• **UIT TE VOEREN**:
**a.** Tot waar wordt volgens de tekst over woonoppervlakte de oppervlakte van niet-overdekte gebouwgebonden buitenruimte gemeten?
**b.** Schrijf de tekst over woonoppervlakte verder, te beginnen na de laatste kop.

• **LEESTEKST**:

□ □ □

De oppervlakte “onder de wand” die de tussen een gebruiksoppervlakte wonen en een gebruiksoppervlakte overige inpandige ruimte staat, wordt gerekend tot de gebruiksoppervlakte wonen.

(7)

Gebruiksoppervlak wonen (GOW)

Het gebruiksoppervlak wonen komt tot stand door het oppervlak van het gebruiksoppervlak overige inpandige ruimte te verekenen met het gebruiksoppervlak.

Gebouw gebonden buitenruimte (GGB)

Een ruimte is gebouwgebonden buitenruimte indien deze ruimte niet of slechts gedeeltelijk is omsloten door vaste wanden en daardoor geen vaste buitenomgrenzing heeft. Er is alleen sprake van gebouwgebonden buitenruimte voor zover het gedeelte naast, op, tegen of aan het hoofdgebouw (de woning) is gelegen. Denk hierbij aan een balkon, carport, veranda of dakterras. Bij een appartement gelegen op de begane grond dient een terras, wanneer en voor zover dit terras rust op een drager die geïntegreerd is in de bouwconstructie van de woning, ook als gebouwgebonden buitenruimte te worden beschouwd. Dit is een uitzondering op de algemene regel en NEN 2580.

Voor het bepalen van de gebruiksoppervlakte van gebouwgebonden buitenruimte wordt onderscheid gemaakt tussen overdekte ruimte en niet overdekte ruimte:

• bij overdekte gebouwgebonden buitenruimte wordt de oppervlakte gemeten tot de verticale projectie van de overkapping;

• bij niet overdekte gebouwgebonden buitenruimte wordt de oppervlakte gemeten tot de opgaande scheidingsconstructie, bijvoorbeeld een hek, dakopstand of rand van de vloerconstructie.

Externe bergruimte (EB)

□ □ □

• **AANGELEVERDE RECORDS**:
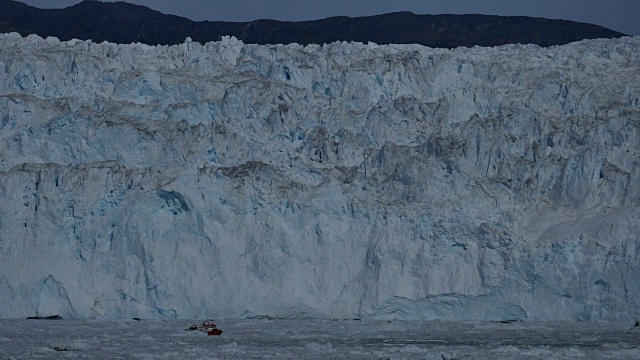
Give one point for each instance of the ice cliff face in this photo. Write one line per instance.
(337, 181)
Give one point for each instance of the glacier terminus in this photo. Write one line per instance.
(339, 181)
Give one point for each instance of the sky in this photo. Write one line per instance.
(620, 15)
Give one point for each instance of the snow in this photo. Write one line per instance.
(326, 182)
(316, 339)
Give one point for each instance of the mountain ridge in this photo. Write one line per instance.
(123, 23)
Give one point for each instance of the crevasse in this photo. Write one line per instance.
(336, 181)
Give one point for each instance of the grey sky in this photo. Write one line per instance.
(620, 15)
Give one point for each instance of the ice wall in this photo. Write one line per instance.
(336, 181)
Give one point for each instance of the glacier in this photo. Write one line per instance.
(333, 181)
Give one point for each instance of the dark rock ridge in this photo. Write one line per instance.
(125, 23)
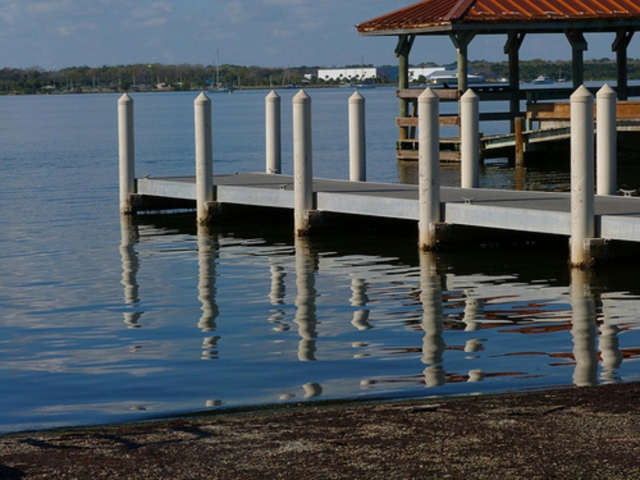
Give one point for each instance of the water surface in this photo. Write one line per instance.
(104, 319)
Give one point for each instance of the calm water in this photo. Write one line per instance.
(105, 320)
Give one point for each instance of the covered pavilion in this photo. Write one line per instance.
(463, 20)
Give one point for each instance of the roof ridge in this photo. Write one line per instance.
(459, 9)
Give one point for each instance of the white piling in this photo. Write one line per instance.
(204, 157)
(126, 143)
(357, 139)
(607, 142)
(429, 168)
(273, 133)
(470, 140)
(302, 163)
(582, 182)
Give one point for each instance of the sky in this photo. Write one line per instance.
(54, 34)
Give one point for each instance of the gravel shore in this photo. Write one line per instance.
(579, 433)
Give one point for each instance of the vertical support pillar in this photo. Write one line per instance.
(204, 158)
(607, 144)
(405, 42)
(126, 144)
(512, 49)
(470, 140)
(357, 139)
(429, 168)
(582, 185)
(273, 133)
(461, 41)
(302, 163)
(518, 123)
(578, 47)
(620, 45)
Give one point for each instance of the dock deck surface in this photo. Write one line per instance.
(617, 218)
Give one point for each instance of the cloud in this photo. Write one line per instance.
(46, 8)
(67, 30)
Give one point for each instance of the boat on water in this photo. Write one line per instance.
(542, 80)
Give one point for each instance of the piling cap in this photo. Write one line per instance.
(273, 95)
(356, 97)
(202, 98)
(469, 96)
(301, 97)
(124, 99)
(582, 94)
(428, 96)
(606, 92)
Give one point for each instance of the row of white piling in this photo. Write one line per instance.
(582, 157)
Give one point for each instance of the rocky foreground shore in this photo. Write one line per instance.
(575, 433)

□ □ □

• **ANTWOORDEN OP VOLGORDE**:
**a.** Tot de opgaande scheidingsconstructie, bijvoorbeeld een hek, dakopstand of rand van de vloerconstructie.

**b.**
Een ruimte is een externe bergruimte indien er geen gedeelde muur is met het hoofdgebouw en de ruimte alleen bereikbaar is door de woning te verlaten. Verder geldt dat externe bergruimte nooit een woonfunctie kan hebben. Het meten van de externe bergruimte gebeurt met dezelfde principes als bij het meten van de woning. Indien er meer externe bergruimten zijn, worden de gemeten oppervlaktes getotaliseerd tot één gebruiksoppervlakte externe bergruimte voor de woning. Tevens kan het alleen tot externe bergruimte geclassificeerd worden, wanneer het object volledig af te sluiten is.

(8)

Bruto inhoud

De meetinstructie is gericht op het meten van de bruto inhoud per woning. Dat wil zeggen dat altijd uitgegaan wordt van de inhoud “achter de voor- deur”. Bij de meting van de bruto inhoud van de woning wordt geen onderscheid gemaakt tussen verschillende functies van de delen van een woning (bijvoorbeeld “woonruimte” of “overige inpandige ruimte”).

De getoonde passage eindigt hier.